Quoted passage:

Federal Fair Housing Data Can Tell Us about Access to Quality Schools
by Ruth Gourevitch
As elementary school students head back to school this month, not all students will have access to the same educational opportunities. These disparities are often determined by race and place.
Because many children attend elementary schools in their own neighborhood, a child’s access to high-quality schools is dependent on where they grow up. Racial residential and school segregation, along with policies and practices that inequitably distribute resources across neighborhoods and schools, have created a system in which students of color often lack access to high-quality schools compared with white students residing in the same region.
In 2015, HUD adopted a new rule aimed at enforcing the Affirmatively Furthering Fair Housing (AFFH) requirement of the federal Fair Housing Act. The AFFH rule required jurisdictions that receive federal housing or community development funding to assess racial discrimination and barriers to housing choice in their communities and make plans to improve access to opportunity. Recognizing the link between residential segregation and access to high-performing schools, HUD also asked jurisdictions to examine access to high-performing elementary schools as part of their fair housing planning process.
To help jurisdictions complete their assessments of fair housing, HUD developed a dataset that includes information on access to opportunity, including school performance. Though HUD suspended implementation of the AFFH rule earlier this year and announced plans to change the rule earlier this month, the dataset it created to help jurisdictions assess the link between education, racial discrimination, and access to opportunity remains online and available for download.

[Coordinate labeling records]
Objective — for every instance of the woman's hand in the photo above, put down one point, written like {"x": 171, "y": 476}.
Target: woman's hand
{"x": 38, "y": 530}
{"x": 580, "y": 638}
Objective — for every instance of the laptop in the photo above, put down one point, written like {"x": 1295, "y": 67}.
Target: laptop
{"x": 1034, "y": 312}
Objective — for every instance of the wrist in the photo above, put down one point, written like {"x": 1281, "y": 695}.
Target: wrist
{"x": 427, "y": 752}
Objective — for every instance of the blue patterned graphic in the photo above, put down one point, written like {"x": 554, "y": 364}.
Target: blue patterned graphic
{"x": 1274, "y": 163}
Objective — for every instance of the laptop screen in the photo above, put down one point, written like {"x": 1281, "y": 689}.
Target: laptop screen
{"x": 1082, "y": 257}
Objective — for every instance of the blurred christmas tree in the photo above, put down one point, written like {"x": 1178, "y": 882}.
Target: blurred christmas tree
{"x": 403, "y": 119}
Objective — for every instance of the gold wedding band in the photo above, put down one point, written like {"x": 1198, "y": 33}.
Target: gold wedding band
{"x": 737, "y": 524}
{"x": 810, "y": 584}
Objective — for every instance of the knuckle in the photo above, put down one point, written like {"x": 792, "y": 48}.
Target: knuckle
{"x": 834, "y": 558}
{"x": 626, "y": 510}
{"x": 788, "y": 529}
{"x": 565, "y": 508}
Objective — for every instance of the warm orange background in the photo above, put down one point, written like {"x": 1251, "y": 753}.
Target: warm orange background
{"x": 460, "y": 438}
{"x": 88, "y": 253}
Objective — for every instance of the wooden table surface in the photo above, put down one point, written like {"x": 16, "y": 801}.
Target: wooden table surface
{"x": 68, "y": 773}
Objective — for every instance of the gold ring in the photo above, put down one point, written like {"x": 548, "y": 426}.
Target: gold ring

Task requirements:
1 - Summarize the article on fair housing data and school access in two sentences.
2 - Write the next part of the article on fair housing data and school access, picking up after its final sentence.

The responses:
1 - Because many children attend neighborhood elementary schools, segregation and inequitable distribution of resources have left students of color with less access to high-quality schools than white students in the same region. HUD's 2015 AFFH rule asked jurisdictions to assess fair housing barriers, including access to high-performing elementary schools, and the dataset HUD built for that purpose remains online even though the rule's implementation has been suspended.

2 -
In our recent report, we analyzed these data and what they reveal about access to opportunity across place and race. We found that access to high-performing schools varies by race and ethnicity and neighborhood location, highlighting the need for place-conscious educational reforms that explicitly target racial discrimination and patterns of segregation in US metropolitan areas.
Race, ethnicity, and access to high-performing elementary schools
The AFFH dataset shows that black residents have the least access to high-performing elementary schools, while white and Asian/Pacific Islander residents have the most access to higher-performing schools (figure 1). Further, metropolitan areas with higher levels of black-white and Hispanic-white residential segregation tend to have larger disparities in access to high-performing elementary schools across race and ethnicity.
Meanwhile, census tracts where the majority of residents are people of color and where poverty rates are high, also have much lower access to high-performing elementary schools.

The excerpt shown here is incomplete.